The reply should repeat all of the data word for word, with no pictures.

** Opening MATERIAL FOR THE TASK block **

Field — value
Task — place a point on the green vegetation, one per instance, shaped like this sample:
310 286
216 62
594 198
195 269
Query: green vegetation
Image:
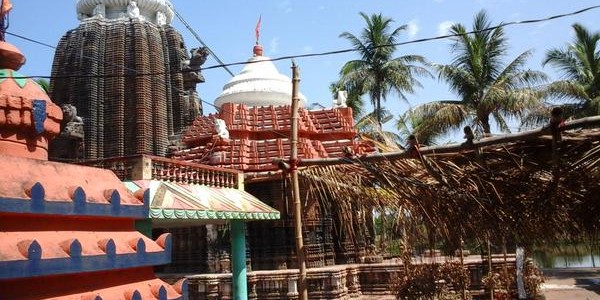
377 73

** Closing MATERIAL FOR THE TASK block **

▶ _RESPONSE TO THE TASK_:
Field — value
Task — place a point on the green vegetation, one per instance, shaped like this sample:
310 286
216 62
594 198
195 269
Query: green vegetation
Image:
377 73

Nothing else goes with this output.